> Text excerpt:
===============
Self-driving cars are still years away, but technological advances are making vehicles safer and more personalized right now. Here’s what that means for the industry.

If you’re on the streets of Northern California in the next few months, you might pass a tiny car that looks like a kid’s toy. It may be cute or creepy, depending on your perspective, but to some it’s a vision of the future: a Google-made, self-driven car.

But even as the idea of a Jetsons-like future dominated by robotic cars enthralls the media, that potential reality is at least a decade away. Meanwhile, the auto industry has undergone a less whimsical but far more sweeping shift, from the business of metal bending to the business of chips and sensors.

This revolution is still young. As technology seeps into every facet of a vehicle’s makeup and production, the industry faces new and unprecedented challenges. Today’s auto-industry executives must connect Silicon Valley and Detroit, as well as address entirely new dimensions of safety concerns, such as how to protect their customers’ privacy and data.

Detroit moved beyond traditional assembly-line manufacturing a long time ago. General Motors introduced OnStar, which provides a way to contact the police or fire department in case of an emergency and unlock your car at your request, in 1996.

And it’s no longer just high-end cars that offer things such as collision-avoidance systems, blindspot detection and automatic braking. Cars including the ʼ14 Chevy Malibu and Mazda3 come with high-tech safety features and price tags below $30,000. It’s rare to see a new car on the market today that doesn’t feature Bluetooth technology that allows drivers to make calls and stream music through the vehicle’s speakers.

The technological revolution has been a boon to the auto industry. The market for smart-vehicle systems is expected to reach $22 billion by 2020 as consumers increasingly demand – and expect – their cars to be sophisticated tech hubs. Roughly 55% of buyers will walk away from a car if it doesn’t have the technology they want, according to the Connected Vehicle Trade Assn. That’s a big change from just a few years ago.
===============
> Prompt a: In the car technology text, in what year did General Motors introduce OnStar?
The listing that comes next is unrelated to the car technology text.

(Excerpts from point annotation data)
===============
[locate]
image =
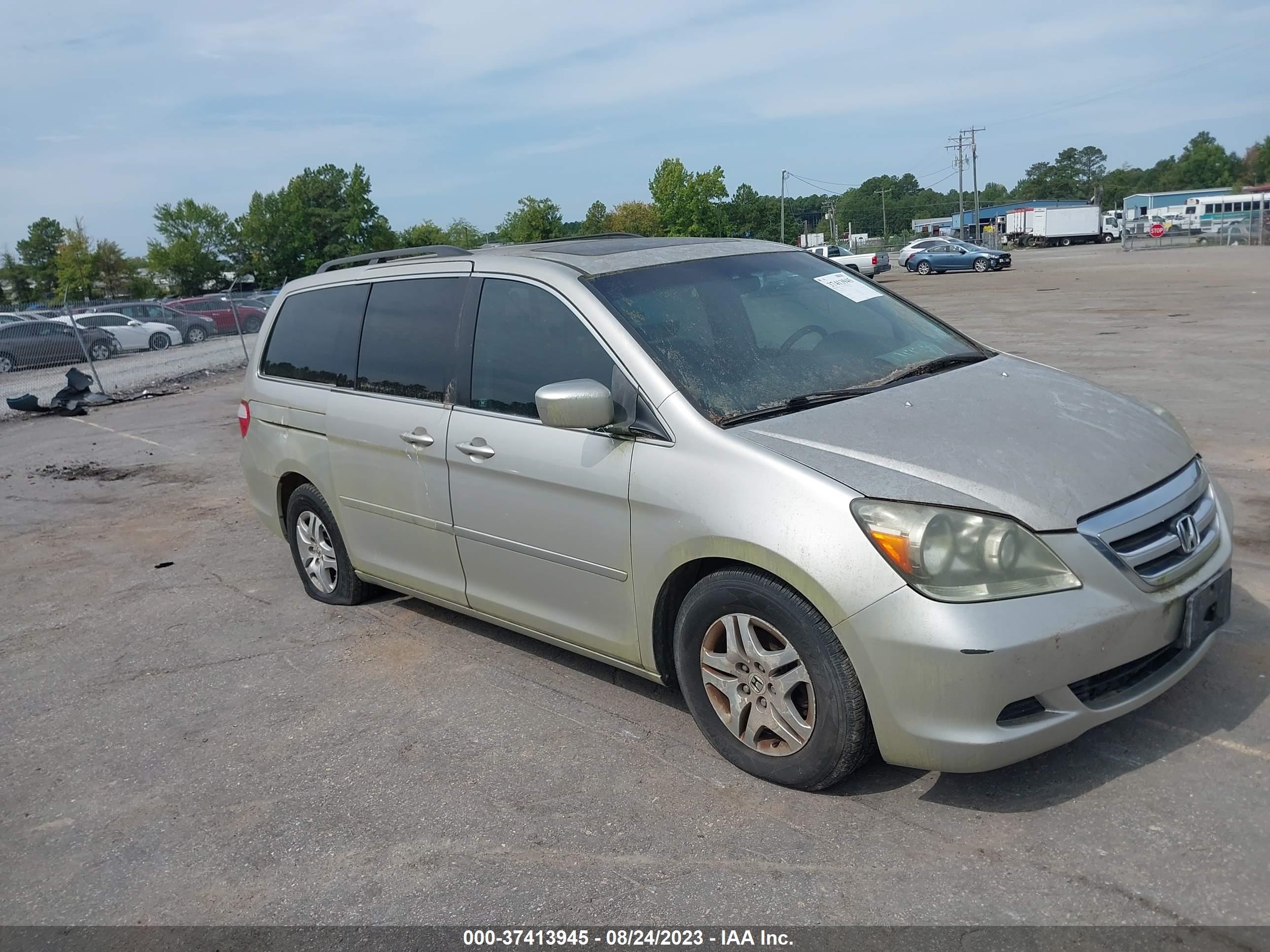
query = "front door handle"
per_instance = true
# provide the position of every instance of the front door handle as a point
(418, 439)
(478, 447)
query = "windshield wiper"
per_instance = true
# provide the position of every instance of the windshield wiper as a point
(939, 364)
(798, 403)
(831, 397)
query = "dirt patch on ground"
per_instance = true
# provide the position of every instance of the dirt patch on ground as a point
(87, 471)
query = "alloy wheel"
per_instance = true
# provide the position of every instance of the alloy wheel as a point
(757, 684)
(317, 552)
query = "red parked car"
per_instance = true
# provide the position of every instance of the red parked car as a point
(217, 307)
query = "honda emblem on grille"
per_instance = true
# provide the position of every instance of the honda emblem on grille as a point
(1188, 534)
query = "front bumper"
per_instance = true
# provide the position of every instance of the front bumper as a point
(935, 706)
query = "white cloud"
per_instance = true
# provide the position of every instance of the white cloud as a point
(460, 108)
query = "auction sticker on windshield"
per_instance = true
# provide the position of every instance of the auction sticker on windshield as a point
(847, 286)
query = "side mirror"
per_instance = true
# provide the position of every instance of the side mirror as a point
(574, 404)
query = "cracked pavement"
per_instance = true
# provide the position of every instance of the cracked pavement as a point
(204, 744)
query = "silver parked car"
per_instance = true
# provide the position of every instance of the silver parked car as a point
(834, 521)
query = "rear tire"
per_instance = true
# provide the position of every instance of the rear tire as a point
(831, 725)
(313, 532)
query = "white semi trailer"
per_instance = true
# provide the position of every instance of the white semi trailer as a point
(1074, 225)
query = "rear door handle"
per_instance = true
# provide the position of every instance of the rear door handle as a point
(418, 439)
(478, 447)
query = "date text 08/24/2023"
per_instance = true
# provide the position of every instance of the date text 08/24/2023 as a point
(624, 938)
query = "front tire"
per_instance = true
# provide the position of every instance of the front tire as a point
(769, 683)
(319, 551)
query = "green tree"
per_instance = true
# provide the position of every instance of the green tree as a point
(14, 274)
(595, 221)
(426, 233)
(1204, 164)
(462, 234)
(192, 248)
(112, 268)
(534, 220)
(140, 283)
(686, 200)
(635, 219)
(76, 265)
(322, 214)
(1256, 163)
(38, 254)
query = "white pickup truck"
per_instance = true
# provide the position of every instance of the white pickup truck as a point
(870, 265)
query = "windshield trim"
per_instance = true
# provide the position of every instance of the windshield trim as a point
(590, 282)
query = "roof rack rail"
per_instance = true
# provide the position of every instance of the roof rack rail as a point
(586, 238)
(375, 257)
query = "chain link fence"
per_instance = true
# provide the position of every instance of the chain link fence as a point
(1242, 226)
(64, 354)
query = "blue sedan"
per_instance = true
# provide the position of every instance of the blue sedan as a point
(952, 258)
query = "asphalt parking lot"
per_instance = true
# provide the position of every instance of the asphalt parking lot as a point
(201, 743)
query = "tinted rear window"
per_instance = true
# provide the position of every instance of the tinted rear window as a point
(316, 336)
(526, 338)
(408, 340)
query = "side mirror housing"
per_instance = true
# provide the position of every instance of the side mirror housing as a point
(574, 404)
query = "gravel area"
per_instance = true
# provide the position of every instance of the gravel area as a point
(130, 374)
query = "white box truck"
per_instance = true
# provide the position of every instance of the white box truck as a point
(1019, 223)
(1067, 226)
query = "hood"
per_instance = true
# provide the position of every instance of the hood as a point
(1005, 436)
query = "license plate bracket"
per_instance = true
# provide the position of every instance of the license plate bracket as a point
(1208, 609)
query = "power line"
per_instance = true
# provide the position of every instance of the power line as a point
(1161, 76)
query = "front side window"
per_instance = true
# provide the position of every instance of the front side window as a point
(769, 328)
(526, 338)
(408, 338)
(316, 336)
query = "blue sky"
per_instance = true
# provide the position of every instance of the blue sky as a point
(459, 109)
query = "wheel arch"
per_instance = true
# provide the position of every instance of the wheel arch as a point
(287, 484)
(677, 584)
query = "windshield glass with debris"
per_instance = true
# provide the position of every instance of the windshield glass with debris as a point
(743, 333)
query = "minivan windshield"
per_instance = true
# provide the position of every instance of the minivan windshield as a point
(746, 333)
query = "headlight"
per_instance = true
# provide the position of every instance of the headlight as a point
(958, 556)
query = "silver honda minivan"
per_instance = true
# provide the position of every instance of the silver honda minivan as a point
(837, 523)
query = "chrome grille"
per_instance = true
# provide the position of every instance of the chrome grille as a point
(1142, 535)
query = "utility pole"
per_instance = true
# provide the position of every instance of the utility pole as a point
(834, 223)
(885, 234)
(958, 142)
(975, 173)
(784, 175)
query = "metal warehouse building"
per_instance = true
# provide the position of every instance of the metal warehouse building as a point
(1141, 206)
(988, 215)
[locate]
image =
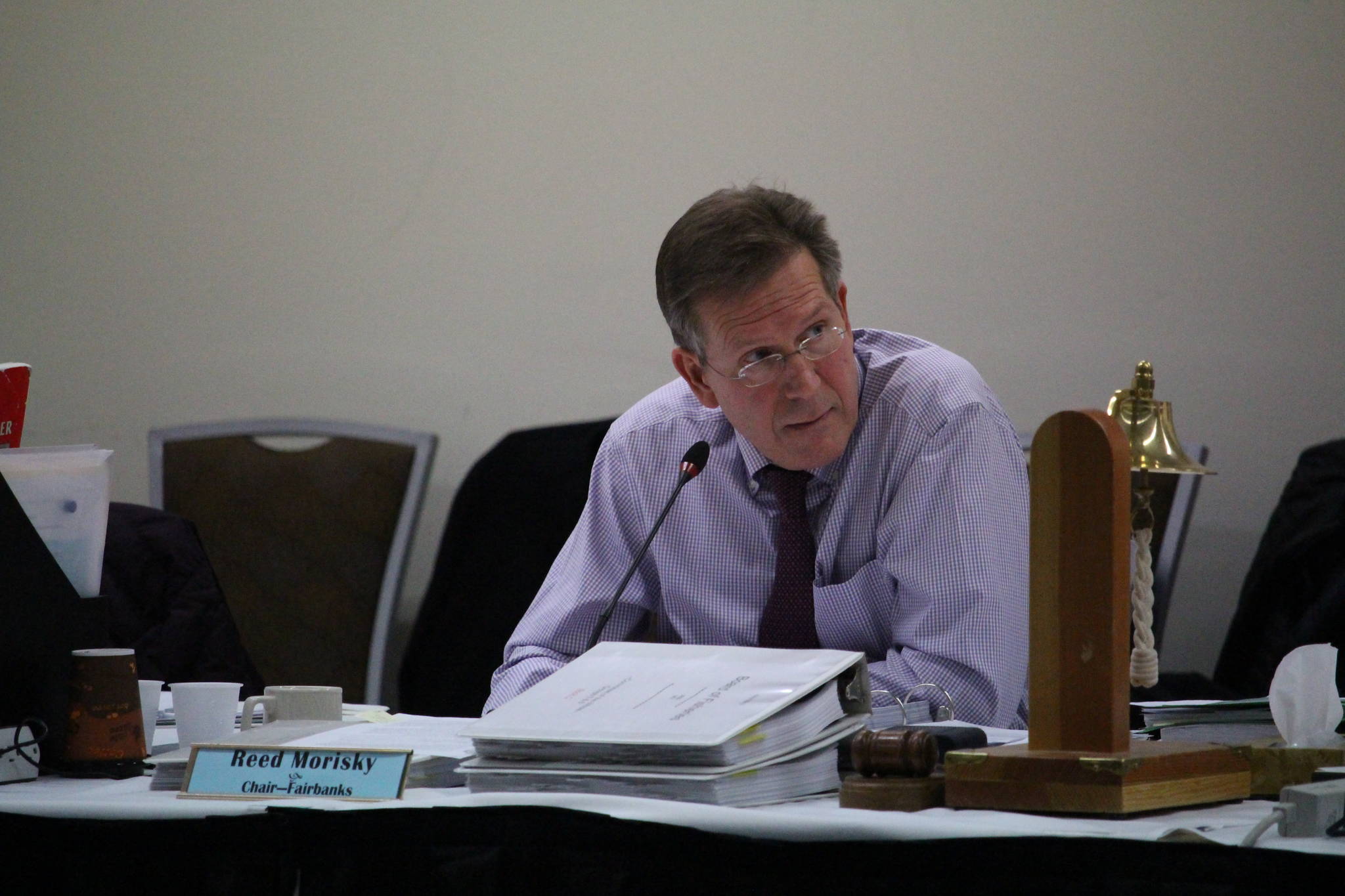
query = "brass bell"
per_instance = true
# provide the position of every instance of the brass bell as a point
(1149, 427)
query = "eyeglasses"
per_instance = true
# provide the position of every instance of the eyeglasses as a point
(824, 341)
===============
> Prompt b: Count the lines of the listing that contain the string "silver", treating case as significant, and reply with the number only.

> Exercise solution a: 1996

> Exercise solution b: 4